▶ _RECORDS_:
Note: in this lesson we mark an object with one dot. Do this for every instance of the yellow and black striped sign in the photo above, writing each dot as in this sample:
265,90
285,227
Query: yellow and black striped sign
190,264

▶ _EXERCISE AIM_: Write out, please, all of the material above exactly as written.

▶ _OUTPUT FOR THIS EXERCISE_:
Note: in this lesson we mark an object with one dot. Do this for every instance of the yellow and black striped sign in the photo above, writing each dot as in this sample:
265,90
285,227
Query: yellow and black striped sign
190,264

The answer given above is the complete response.